▶ **TASK ITEM**: Every line with the string "sprinkler" must be copied from the entries below.

##### DATA RECORDS

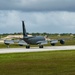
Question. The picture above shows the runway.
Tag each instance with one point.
(35, 49)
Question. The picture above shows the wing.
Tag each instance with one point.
(7, 42)
(53, 42)
(42, 42)
(19, 42)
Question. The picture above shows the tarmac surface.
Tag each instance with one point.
(35, 49)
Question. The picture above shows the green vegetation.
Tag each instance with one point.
(40, 63)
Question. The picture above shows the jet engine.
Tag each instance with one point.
(62, 41)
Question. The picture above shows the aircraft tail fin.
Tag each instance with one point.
(24, 30)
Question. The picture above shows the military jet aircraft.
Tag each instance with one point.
(32, 40)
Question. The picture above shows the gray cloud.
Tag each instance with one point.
(38, 5)
(52, 22)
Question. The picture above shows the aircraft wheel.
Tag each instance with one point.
(28, 47)
(53, 44)
(41, 46)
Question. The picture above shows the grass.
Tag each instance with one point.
(67, 42)
(40, 63)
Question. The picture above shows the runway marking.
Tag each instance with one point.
(36, 49)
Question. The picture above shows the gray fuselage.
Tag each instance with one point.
(34, 40)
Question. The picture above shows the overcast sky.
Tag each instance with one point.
(52, 16)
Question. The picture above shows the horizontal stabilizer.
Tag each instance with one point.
(42, 42)
(22, 42)
(8, 42)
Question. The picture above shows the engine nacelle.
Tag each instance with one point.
(62, 41)
(53, 42)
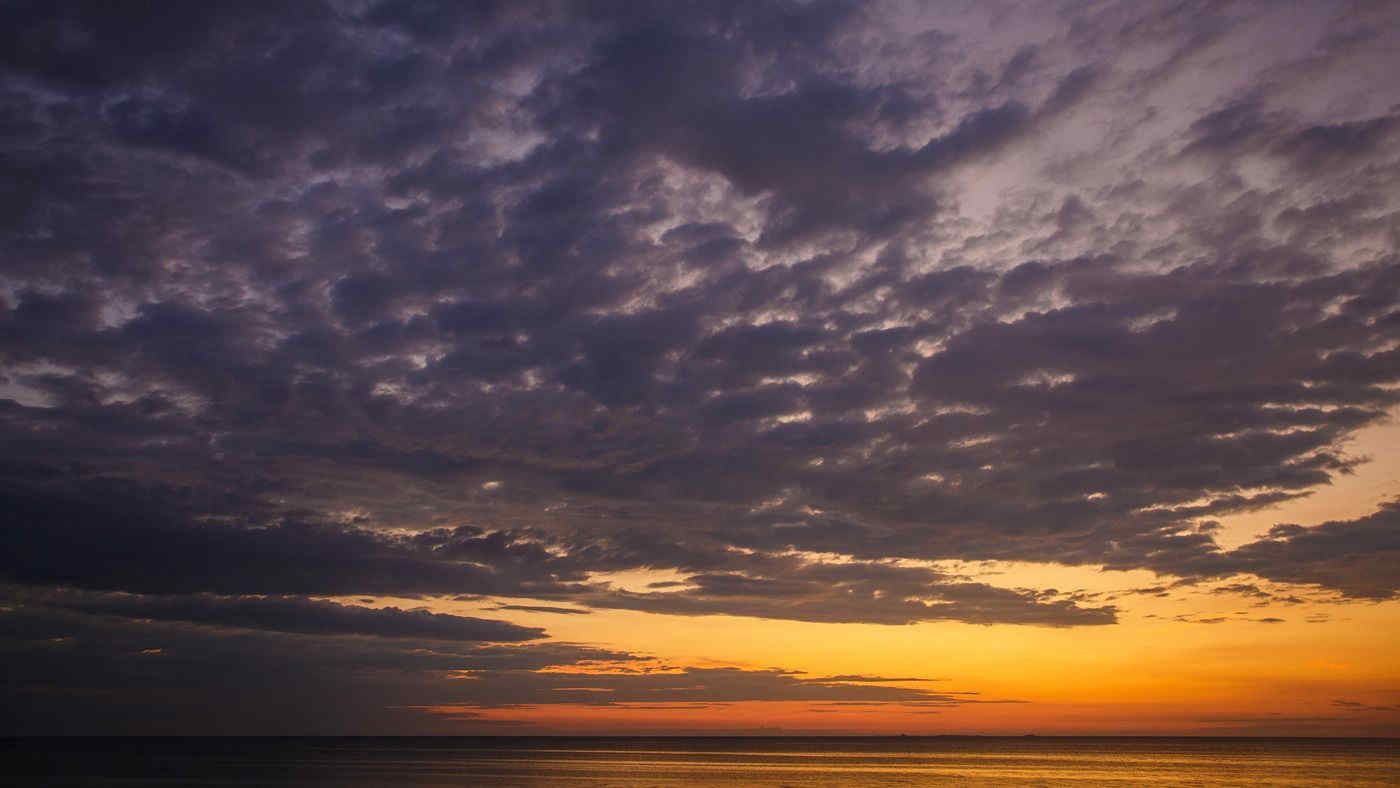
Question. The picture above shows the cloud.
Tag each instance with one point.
(296, 615)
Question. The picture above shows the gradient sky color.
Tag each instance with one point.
(412, 367)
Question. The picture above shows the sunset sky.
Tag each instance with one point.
(795, 367)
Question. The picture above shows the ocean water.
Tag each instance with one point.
(693, 762)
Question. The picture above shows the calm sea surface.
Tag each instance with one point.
(672, 762)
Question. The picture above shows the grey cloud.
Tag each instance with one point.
(296, 615)
(485, 301)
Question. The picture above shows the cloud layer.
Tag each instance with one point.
(788, 300)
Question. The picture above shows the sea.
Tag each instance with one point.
(692, 762)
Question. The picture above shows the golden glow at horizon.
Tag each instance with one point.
(1162, 668)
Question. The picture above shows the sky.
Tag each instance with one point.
(758, 367)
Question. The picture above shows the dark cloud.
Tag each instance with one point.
(296, 615)
(793, 300)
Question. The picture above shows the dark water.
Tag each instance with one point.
(690, 762)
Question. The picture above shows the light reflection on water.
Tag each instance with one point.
(769, 763)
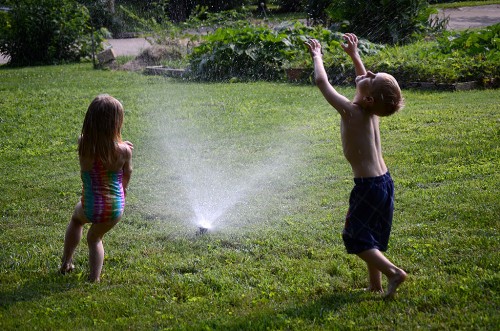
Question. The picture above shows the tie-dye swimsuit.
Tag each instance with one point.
(103, 198)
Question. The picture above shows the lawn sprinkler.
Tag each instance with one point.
(203, 226)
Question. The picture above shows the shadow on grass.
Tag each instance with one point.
(36, 288)
(309, 313)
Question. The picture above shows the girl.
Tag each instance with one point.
(106, 167)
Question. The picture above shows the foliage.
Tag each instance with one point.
(252, 53)
(248, 52)
(472, 42)
(471, 55)
(381, 21)
(282, 267)
(45, 32)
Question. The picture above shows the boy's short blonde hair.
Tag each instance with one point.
(387, 96)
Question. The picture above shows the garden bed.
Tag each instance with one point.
(164, 71)
(464, 86)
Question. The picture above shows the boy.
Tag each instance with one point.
(369, 219)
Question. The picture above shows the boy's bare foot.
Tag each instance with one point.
(374, 290)
(66, 268)
(394, 282)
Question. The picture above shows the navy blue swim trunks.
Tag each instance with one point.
(369, 219)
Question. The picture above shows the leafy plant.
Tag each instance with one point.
(244, 53)
(381, 21)
(45, 32)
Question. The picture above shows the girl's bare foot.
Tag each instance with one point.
(394, 282)
(66, 268)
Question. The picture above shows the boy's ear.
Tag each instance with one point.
(369, 100)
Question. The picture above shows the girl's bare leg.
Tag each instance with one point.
(72, 238)
(395, 276)
(96, 248)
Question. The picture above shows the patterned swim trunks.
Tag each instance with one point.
(369, 219)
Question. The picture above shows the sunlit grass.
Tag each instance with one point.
(281, 265)
(459, 4)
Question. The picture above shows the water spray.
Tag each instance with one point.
(203, 226)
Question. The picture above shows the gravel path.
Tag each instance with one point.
(460, 18)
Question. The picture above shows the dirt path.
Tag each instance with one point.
(460, 18)
(471, 17)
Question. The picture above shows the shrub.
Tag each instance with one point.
(44, 32)
(252, 53)
(381, 21)
(245, 53)
(454, 57)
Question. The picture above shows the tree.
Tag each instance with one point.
(44, 31)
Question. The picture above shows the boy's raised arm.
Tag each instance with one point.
(351, 48)
(337, 100)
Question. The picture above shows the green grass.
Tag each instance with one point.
(459, 4)
(279, 263)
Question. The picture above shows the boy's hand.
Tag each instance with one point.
(314, 47)
(351, 45)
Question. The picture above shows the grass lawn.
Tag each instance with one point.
(267, 159)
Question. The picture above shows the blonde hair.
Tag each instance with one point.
(387, 96)
(101, 129)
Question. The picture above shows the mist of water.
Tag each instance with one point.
(219, 180)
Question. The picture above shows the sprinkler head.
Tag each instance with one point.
(201, 230)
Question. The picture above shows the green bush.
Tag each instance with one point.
(381, 21)
(244, 53)
(255, 53)
(44, 32)
(454, 57)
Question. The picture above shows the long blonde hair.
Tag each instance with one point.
(101, 129)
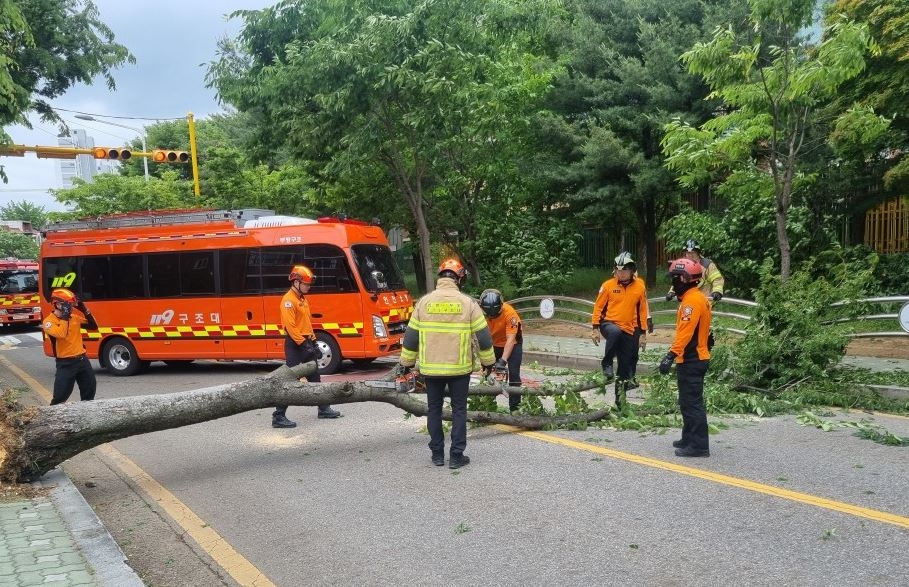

##########

▶ **WORKED SOLUTION**:
Question. The picture above shows the lawn sprinkler.
Question. The picture above shows the sprinkler head.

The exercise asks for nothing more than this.